# [Extrait du texte]
"""
Une fonte estivale extrême
Entre 2000 et 2014, les glaciers des Alpes ont perdu environ un sixième de leur volume total. Dernièrement, un système d’enneigement artificiel d’un nouveau genre a été inauguré sur le glacier de Morteratsch à Pontresiona (canton des Grisons), attirant l’attention des médias. Avec ce système, les glaciologues espèrent pouvoir stopper la disparition des glaciers. Le glaciologue Felix Keller, qui a contribué au développement du projet «MortAlive», sait que «seule une couche de neige peut vraiment protéger les glaciers».
«A quelques exceptions près, au cours des dernières années et décennies, la neige et la glace ont toujours fondu en plus grande quantité à la fin d’un cycle que ce qui est tombé», explique Andreas Bauder. Et cela ne devrait pas non plus changer cette année, malgré des chutes de neige supérieures à la moyenne à certains endroits.
"""
# [Données brutes]
"""
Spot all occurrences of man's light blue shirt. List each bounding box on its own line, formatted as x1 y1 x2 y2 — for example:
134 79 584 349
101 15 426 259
"""
# [Série de tâches]
a - D'après le texte sur la fonte des glaciers, quelle part de leur volume total les glaciers des Alpes ont-ils perdue entre 2000 et 2014 ?
b - Recopiez s'il vous plaît le passage du texte sur la fonte des glaciers allant de « Une fonte estivale » jusqu'à « à certains endroits. », en substituant « journalistes » à « médias ».

# [Corrigé]
a - Environ un sixième de leur volume total.

b -
Une fonte estivale extrême
Entre 2000 et 2014, les glaciers des Alpes ont perdu environ un sixième de leur volume total. Dernièrement, un système d’enneigement artificiel d’un nouveau genre a été inauguré sur le glacier de Morteratsch à Pontresiona (canton des Grisons), attirant l’attention des journalistes. Avec ce système, les glaciologues espèrent pouvoir stopper la disparition des glaciers. Le glaciologue Felix Keller, qui a contribué au développement du projet «MortAlive», sait que «seule une couche de neige peut vraiment protéger les glaciers».
«A quelques exceptions près, au cours des dernières années et décennies, la neige et la glace ont toujours fondu en plus grande quantité à la fin d’un cycle que ce qui est tombé», explique Andreas Bauder. Et cela ne devrait pas non plus changer cette année, malgré des chutes de neige supérieures à la moyenne à certains endroits.